**** Record extracts ****
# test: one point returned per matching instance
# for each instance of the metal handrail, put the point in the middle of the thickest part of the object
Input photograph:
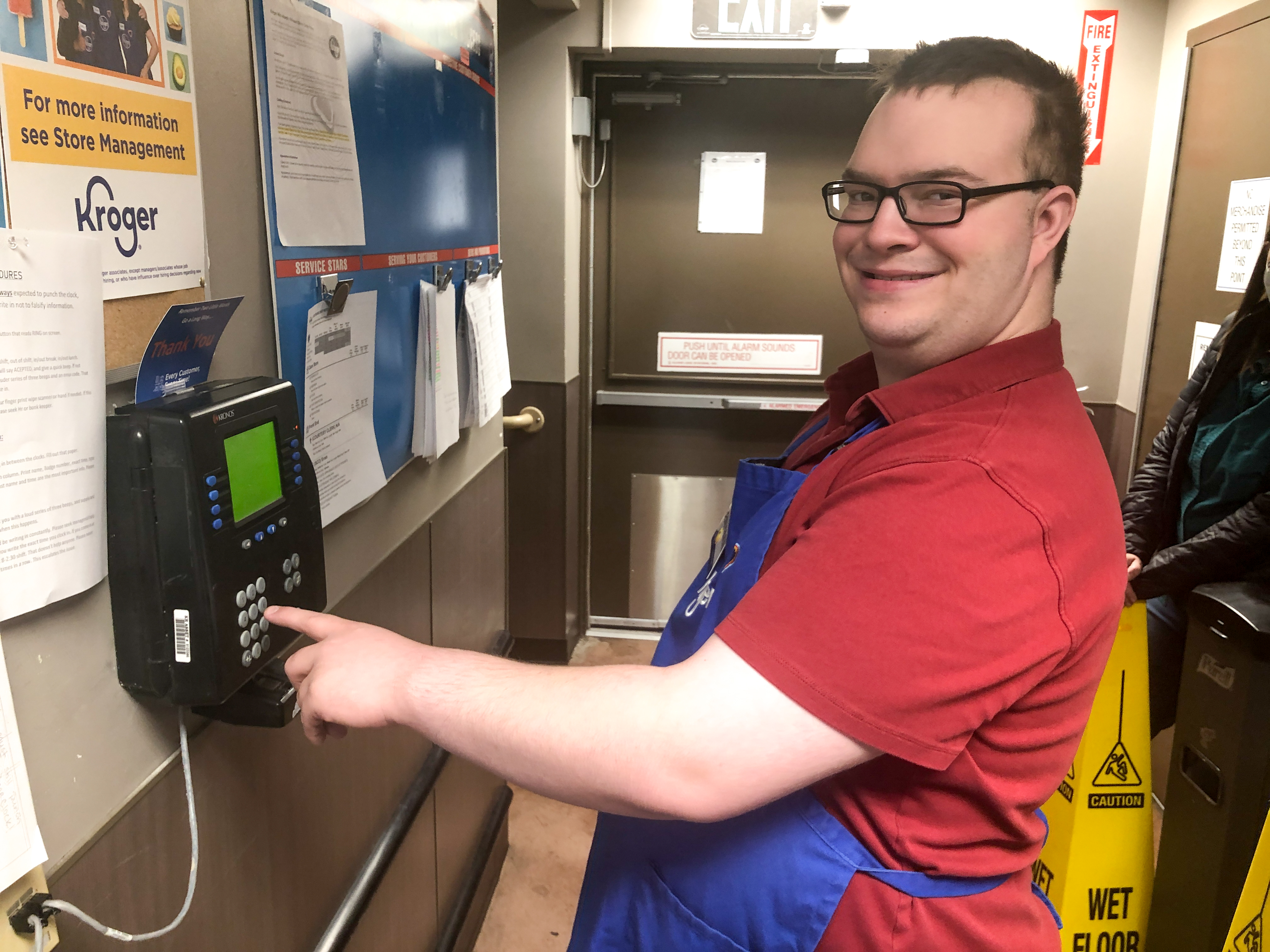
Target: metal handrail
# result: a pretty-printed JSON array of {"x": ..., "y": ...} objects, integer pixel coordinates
[{"x": 350, "y": 912}]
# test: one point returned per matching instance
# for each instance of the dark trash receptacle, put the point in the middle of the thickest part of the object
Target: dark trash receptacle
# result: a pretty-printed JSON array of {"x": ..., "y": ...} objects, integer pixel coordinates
[{"x": 1220, "y": 775}]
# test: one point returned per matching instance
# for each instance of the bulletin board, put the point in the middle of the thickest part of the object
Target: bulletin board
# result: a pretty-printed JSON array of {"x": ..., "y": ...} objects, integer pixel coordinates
[{"x": 422, "y": 94}]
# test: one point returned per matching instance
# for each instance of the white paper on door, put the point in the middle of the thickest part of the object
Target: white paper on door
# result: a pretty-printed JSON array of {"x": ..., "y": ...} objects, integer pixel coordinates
[
  {"x": 732, "y": 193},
  {"x": 317, "y": 183},
  {"x": 340, "y": 404},
  {"x": 1241, "y": 238},
  {"x": 53, "y": 436},
  {"x": 1204, "y": 334}
]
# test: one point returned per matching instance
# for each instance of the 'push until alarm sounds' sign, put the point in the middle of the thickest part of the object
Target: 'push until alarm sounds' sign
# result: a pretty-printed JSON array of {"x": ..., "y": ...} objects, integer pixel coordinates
[{"x": 740, "y": 353}]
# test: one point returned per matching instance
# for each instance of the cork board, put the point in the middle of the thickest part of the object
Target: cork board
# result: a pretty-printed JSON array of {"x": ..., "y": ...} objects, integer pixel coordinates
[{"x": 131, "y": 320}]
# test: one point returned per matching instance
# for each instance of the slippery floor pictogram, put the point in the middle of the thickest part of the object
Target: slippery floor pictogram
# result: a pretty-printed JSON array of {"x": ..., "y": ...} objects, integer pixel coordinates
[
  {"x": 1251, "y": 937},
  {"x": 1118, "y": 770}
]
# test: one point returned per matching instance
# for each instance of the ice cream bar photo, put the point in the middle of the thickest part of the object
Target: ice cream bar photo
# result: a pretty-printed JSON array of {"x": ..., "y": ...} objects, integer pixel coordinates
[{"x": 23, "y": 9}]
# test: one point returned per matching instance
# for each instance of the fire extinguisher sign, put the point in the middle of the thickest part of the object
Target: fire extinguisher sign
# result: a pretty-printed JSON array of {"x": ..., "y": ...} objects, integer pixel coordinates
[{"x": 1098, "y": 44}]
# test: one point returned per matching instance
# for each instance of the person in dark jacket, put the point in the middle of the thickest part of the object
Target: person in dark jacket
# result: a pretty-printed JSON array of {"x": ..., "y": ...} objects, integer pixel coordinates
****
How many lines in the records above contain the word "paper"? Case counts; give only the number.

2